• [Provided data]:
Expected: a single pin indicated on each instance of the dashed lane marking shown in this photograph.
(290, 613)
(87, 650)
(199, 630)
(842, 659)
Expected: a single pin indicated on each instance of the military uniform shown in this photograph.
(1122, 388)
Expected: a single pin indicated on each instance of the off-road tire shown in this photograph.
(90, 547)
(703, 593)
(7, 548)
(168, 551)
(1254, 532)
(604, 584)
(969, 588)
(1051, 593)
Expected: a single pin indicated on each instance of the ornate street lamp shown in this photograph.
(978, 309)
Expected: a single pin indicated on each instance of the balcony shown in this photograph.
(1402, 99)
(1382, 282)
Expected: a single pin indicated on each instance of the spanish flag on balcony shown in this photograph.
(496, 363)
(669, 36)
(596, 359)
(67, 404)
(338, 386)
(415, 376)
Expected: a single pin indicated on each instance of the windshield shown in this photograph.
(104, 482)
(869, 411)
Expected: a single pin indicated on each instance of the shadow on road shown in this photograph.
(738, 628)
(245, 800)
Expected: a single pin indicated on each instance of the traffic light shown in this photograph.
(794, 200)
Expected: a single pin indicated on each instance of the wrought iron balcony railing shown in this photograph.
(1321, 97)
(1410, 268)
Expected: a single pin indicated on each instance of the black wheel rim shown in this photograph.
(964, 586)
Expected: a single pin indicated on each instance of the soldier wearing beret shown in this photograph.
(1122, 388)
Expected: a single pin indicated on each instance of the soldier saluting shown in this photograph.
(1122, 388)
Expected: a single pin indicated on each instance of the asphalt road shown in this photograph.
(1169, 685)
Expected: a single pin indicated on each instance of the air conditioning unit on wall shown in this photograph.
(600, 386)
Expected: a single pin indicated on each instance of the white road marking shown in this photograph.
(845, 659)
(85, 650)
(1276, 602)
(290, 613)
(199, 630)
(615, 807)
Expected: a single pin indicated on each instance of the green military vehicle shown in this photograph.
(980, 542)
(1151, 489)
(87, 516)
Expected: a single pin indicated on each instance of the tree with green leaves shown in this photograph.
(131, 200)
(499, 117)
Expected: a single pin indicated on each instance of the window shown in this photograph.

• [What you need to do]:
Copy every one of the entries above word for word, keeping them in the same order.

• [Finished answer]:
Expected: a single pin indicated on each instance of the dashed lane marking shown in this photograph.
(290, 613)
(87, 650)
(199, 630)
(842, 659)
Expected: a single pin indicated on each instance of the military uniform shown in this photograph.
(1122, 388)
Expected: a single pin indicated on each instance of the off-road tire shown in this photograph.
(90, 547)
(703, 593)
(7, 548)
(168, 551)
(1254, 532)
(604, 584)
(969, 588)
(1051, 593)
Expected: a single pin indicated on each instance of the ornate street lamp shown in this photograph.
(978, 309)
Expected: a single pin indicated on each instance of the balcony shown in this photograph.
(1402, 99)
(1382, 282)
Expected: a single pin indicated on each instance of the spanish flag on balcony shown in this photograph.
(496, 363)
(669, 36)
(596, 359)
(67, 404)
(338, 386)
(415, 376)
Expected: a single pin indicated on each instance of the windshield shown in this photograph.
(104, 482)
(869, 411)
Expected: a single pin indicated on each instance of the shadow on road shown in this photograph.
(738, 628)
(245, 800)
Expected: a single pin indicated on each instance of the traffic light shown in this photograph.
(794, 200)
Expected: a single pin indicated on each instance of the wrought iron balcony railing shown in this photograph.
(1321, 97)
(1410, 268)
Expected: a single pin indicated on each instance of the black wheel rim shown in this photograph.
(964, 586)
Expected: a single pin indicated on each instance of the soldier wearing beret shown in this photograph.
(1122, 388)
Expected: a single pin indicated on each instance of the soldier saluting shown in this photograph.
(1122, 388)
Expected: a single pin indicated on each instance of the asphalt road shown in this photograph.
(1169, 685)
Expected: a single pin indicated on each instance of the air conditioning unit on wall shown in this photograph.
(600, 386)
Expected: a single pin indicated on each instance of the white road marking shown in this photograph.
(845, 659)
(85, 650)
(1276, 602)
(290, 613)
(199, 630)
(615, 807)
Expected: a single pin indicated on each instance of the green military vehicle shown in this photograph.
(980, 542)
(1151, 489)
(87, 516)
Expected: a single pin indicated on each instance of the tree with green leaves shown in this photograph.
(131, 200)
(499, 117)
Expected: a single pin indicated on each instance of the window shown in this photograph.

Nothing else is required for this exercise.